%%

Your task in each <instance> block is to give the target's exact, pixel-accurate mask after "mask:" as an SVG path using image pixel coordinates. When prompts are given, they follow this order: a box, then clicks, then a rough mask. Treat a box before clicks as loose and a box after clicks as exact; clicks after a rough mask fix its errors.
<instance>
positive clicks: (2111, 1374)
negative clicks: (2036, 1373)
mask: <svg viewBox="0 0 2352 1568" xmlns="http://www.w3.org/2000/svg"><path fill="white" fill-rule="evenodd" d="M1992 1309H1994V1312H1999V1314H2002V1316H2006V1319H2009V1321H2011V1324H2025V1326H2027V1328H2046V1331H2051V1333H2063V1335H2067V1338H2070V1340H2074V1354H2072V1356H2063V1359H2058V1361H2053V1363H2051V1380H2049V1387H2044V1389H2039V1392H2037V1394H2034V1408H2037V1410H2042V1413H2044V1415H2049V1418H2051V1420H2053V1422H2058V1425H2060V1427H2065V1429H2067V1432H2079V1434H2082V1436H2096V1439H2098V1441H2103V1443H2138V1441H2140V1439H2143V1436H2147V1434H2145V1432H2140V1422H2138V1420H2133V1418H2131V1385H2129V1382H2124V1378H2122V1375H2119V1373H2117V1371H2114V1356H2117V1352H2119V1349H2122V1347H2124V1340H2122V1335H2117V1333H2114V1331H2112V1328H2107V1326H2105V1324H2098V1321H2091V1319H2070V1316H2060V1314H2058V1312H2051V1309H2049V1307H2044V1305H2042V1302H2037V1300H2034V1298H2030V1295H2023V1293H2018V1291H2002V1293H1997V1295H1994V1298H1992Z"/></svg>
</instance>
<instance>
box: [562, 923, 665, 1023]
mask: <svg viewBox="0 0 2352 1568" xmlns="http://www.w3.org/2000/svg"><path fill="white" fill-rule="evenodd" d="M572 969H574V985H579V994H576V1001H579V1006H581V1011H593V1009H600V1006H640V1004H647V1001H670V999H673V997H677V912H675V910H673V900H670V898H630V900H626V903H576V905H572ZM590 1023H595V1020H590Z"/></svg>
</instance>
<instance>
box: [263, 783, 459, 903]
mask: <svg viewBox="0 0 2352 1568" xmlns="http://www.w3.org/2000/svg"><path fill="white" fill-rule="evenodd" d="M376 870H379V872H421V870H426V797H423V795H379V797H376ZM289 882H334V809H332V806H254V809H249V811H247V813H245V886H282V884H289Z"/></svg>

%%

Exercise description: Update the listing above by replacing "negative clicks" with "background clicks" throughout, leaving all other text unchanged.

Response area:
Your task in each <instance> block is to give the target's exact, pixel-accurate mask after "mask:" as an SVG path using image pixel coordinates. When prompts are given, they follow this order: a box, then clicks, then a rough mask. Treat a box before clicks as loose and a box after clicks as exact; clicks after a rough mask fix its errors.
<instance>
positive clicks: (2111, 1374)
background clicks: (2036, 1373)
mask: <svg viewBox="0 0 2352 1568" xmlns="http://www.w3.org/2000/svg"><path fill="white" fill-rule="evenodd" d="M1992 1309H1994V1312H1999V1314H2002V1316H2006V1319H2009V1321H2011V1324H2025V1326H2027V1328H2046V1331H2051V1333H2063V1335H2067V1338H2070V1340H2074V1354H2072V1356H2063V1359H2058V1361H2053V1363H2051V1380H2049V1387H2044V1389H2039V1392H2037V1394H2034V1408H2037V1410H2042V1413H2044V1415H2049V1418H2051V1420H2053V1422H2058V1425H2060V1427H2065V1429H2067V1432H2079V1434H2082V1436H2096V1439H2098V1441H2103V1443H2138V1441H2140V1439H2143V1436H2147V1434H2145V1432H2140V1422H2138V1420H2133V1418H2131V1385H2129V1382H2124V1378H2122V1375H2119V1373H2117V1371H2114V1356H2117V1352H2119V1349H2122V1347H2124V1340H2122V1335H2117V1333H2114V1331H2112V1328H2107V1326H2105V1324H2098V1321H2091V1319H2070V1316H2060V1314H2058V1312H2051V1309H2049V1307H2044V1305H2042V1302H2037V1300H2034V1298H2030V1295H2023V1293H2018V1291H2002V1293H1997V1295H1994V1298H1992Z"/></svg>
</instance>
<instance>
box: [562, 923, 665, 1023]
mask: <svg viewBox="0 0 2352 1568" xmlns="http://www.w3.org/2000/svg"><path fill="white" fill-rule="evenodd" d="M572 969H574V985H579V994H576V1001H579V1006H581V1011H593V1009H600V1006H640V1004H647V1001H670V999H673V997H677V912H675V910H673V900H670V898H630V900H626V903H576V905H572ZM590 1023H595V1020H590Z"/></svg>
</instance>
<instance>
box: [263, 783, 459, 903]
mask: <svg viewBox="0 0 2352 1568" xmlns="http://www.w3.org/2000/svg"><path fill="white" fill-rule="evenodd" d="M376 870H379V872H421V870H426V797H423V795H379V797H376ZM289 882H334V809H332V806H254V809H249V811H247V813H245V886H282V884H289Z"/></svg>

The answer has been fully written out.